§ **TASK BRIEF**: Every record below should be repeated exactly, with the pictures left out.
===== DATASET CONTENT
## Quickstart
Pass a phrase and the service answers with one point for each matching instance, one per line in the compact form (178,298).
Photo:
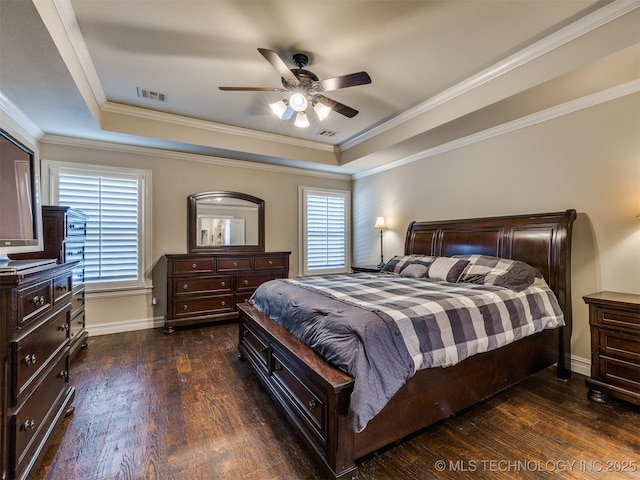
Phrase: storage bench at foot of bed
(309,392)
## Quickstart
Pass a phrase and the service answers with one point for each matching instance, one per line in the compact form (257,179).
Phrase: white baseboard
(128,326)
(581,365)
(578,364)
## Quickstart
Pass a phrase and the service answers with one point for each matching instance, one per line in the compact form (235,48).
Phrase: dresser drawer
(266,263)
(32,352)
(76,325)
(189,286)
(251,282)
(33,418)
(244,296)
(76,227)
(77,302)
(73,252)
(235,264)
(61,289)
(311,406)
(193,265)
(203,306)
(618,320)
(34,301)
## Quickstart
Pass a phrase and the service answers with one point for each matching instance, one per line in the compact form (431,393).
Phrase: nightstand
(365,269)
(614,319)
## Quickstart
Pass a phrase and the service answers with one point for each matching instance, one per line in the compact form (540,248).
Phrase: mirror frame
(192,223)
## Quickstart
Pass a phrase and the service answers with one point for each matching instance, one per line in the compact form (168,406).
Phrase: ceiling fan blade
(344,81)
(337,106)
(274,59)
(252,89)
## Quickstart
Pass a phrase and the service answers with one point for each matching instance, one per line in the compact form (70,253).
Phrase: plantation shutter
(325,231)
(113,232)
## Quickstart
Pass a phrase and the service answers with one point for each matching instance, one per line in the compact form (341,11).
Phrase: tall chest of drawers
(204,288)
(35,309)
(614,319)
(65,231)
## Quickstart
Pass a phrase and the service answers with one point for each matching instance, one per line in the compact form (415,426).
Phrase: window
(325,236)
(114,200)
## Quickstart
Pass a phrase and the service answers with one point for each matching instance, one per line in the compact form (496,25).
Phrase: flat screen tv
(20,211)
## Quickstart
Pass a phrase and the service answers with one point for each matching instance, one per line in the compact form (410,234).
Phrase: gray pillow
(415,270)
(447,269)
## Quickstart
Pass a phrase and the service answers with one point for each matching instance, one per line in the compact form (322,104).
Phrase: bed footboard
(314,395)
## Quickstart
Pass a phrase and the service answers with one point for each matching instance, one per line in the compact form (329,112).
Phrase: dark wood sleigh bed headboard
(541,240)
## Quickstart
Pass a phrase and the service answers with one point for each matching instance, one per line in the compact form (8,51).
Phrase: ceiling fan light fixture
(301,120)
(322,110)
(279,108)
(298,102)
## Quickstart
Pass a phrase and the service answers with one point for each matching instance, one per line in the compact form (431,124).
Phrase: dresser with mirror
(226,259)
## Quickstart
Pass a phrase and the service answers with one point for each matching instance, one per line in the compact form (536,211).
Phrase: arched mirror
(225,222)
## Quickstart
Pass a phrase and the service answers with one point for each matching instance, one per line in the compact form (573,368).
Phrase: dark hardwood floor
(182,406)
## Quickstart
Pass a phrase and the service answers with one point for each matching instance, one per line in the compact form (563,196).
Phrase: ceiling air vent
==========
§ **TASK ANSWER**:
## Quickstart
Pass a phrase and the service answers with one point for each matching instance, one per line in the compact form (178,298).
Photo:
Phrase: storage bench at foot of bed
(309,392)
## Quickstart
Pass a phrase and the service answers with one point for each matching instance, one per line in the compact form (257,179).
Phrase: white baseboard
(128,326)
(581,365)
(578,364)
## Quickstart
Pass a phrase and the service answers with one point for each matching instance, one per line in the compact form (235,48).
Phrase: dresser drawer
(266,263)
(32,352)
(76,325)
(189,286)
(251,282)
(33,418)
(244,296)
(76,227)
(77,302)
(73,252)
(235,264)
(61,289)
(311,406)
(193,265)
(203,306)
(618,320)
(34,301)
## Quickstart
Pass a phrase and the service answers with one point for each matching instance, one per line in the compact form (431,393).
Phrase: nightstand
(365,269)
(614,319)
## Quickstart
Pass a phrase and the service answers with one point for each matching instance, one per line in the compact form (540,248).
Phrase: mirror frame
(192,223)
## Quickstart
Pass a phrase and the service answers with one point for each matching instance, one per line in the compact form (168,406).
Phrase: ceiling fan blade
(344,81)
(337,106)
(274,59)
(252,89)
## Quickstart
Pass a phrase and the service answers with one point for each matching instance, one per line in the compact form (70,253).
Phrase: plantation shutter
(325,231)
(113,232)
## Quickstart
Pass a phrase and the service answers with one point for each matching instance, one per line in the compact form (341,11).
Phrase: tall chest of drawers
(204,288)
(35,309)
(614,319)
(65,231)
## Quickstart
Pass a phrase and the service answers with one point for each matching instance, one per line in the compact form (415,426).
Phrase: window
(325,236)
(114,200)
## Quickstart
Pass a phrase and the service answers with one point for each matching instance, one per line in the compact form (496,25).
Phrase: flat screen tv
(20,211)
## Quickstart
Pass a phrase and the service answers with one point for each matching instance, one per line in the compact form (410,234).
Phrase: gray pillow
(415,270)
(447,269)
## Quickstart
Pass a phrase and the service answers with one point for each matching instance, one per line in the compact form (322,104).
Phrase: bed footboard
(314,395)
## Quickstart
Pass a phrase and the service answers with one point for each matching instance, one per line in the compact form (329,112).
Phrase: dark wood sleigh bed headboard
(541,240)
## Quickstart
Pass a phrase and the service answers with one point for each matching instance, one per line in the compact form (8,51).
Phrase: ceiling fan light fixture
(301,120)
(322,110)
(279,108)
(298,102)
## Quickstart
Pass a phrase and the service answers with one point for each matching instance, one per line in the compact form (431,124).
Phrase: dresser with mirror
(226,259)
## Quickstart
Pass a phrase and the service answers with one point for each matching instance, one per line in the compact form (536,211).
Phrase: arched mirror
(225,222)
## Quickstart
Pass a phrase and the service answers with one point for each matching instance, one per line in the compact form (573,368).
Phrase: dark hardwood floor
(182,406)
## Quickstart
Pass a phrase and the service answers with one point for each matching instance, one per line in the compact form (563,196).
Phrase: ceiling air vent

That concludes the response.